• _TASK TO CARRY OUT_:
Reproduce word for word the lines starting at the line containing "pixel 158 431." and ending at the line containing "pixel 327 481", including both of those lines.

Source data
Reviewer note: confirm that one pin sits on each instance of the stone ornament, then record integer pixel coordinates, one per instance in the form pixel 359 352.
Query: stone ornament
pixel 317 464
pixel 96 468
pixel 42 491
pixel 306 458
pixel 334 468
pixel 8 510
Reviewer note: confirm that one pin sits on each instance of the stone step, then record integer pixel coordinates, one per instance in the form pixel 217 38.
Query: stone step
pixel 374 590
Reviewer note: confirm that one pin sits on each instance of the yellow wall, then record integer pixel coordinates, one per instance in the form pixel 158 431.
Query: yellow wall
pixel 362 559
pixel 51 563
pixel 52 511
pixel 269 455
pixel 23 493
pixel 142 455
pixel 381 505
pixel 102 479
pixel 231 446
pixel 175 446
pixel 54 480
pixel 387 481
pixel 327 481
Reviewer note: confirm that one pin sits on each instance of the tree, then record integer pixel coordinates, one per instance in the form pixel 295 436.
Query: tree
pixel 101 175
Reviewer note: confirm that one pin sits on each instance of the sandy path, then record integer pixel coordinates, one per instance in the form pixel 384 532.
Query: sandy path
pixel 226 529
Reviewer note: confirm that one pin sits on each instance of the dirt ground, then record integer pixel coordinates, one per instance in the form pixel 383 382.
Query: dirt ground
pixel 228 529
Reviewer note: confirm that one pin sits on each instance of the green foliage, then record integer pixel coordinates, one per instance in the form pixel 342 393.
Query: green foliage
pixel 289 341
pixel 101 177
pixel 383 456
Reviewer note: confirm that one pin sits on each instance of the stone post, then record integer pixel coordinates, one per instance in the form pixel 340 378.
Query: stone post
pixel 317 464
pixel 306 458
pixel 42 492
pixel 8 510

• _TASK RESPONSE_:
Reviewer note: confirm that one pin sits on each instance of the yellow wall, then record integer pixel coordinates, one per instance in the form pixel 158 431.
Query: yellow wall
pixel 362 559
pixel 51 563
pixel 52 511
pixel 269 455
pixel 23 493
pixel 142 455
pixel 381 505
pixel 102 479
pixel 231 446
pixel 175 446
pixel 54 480
pixel 387 481
pixel 327 481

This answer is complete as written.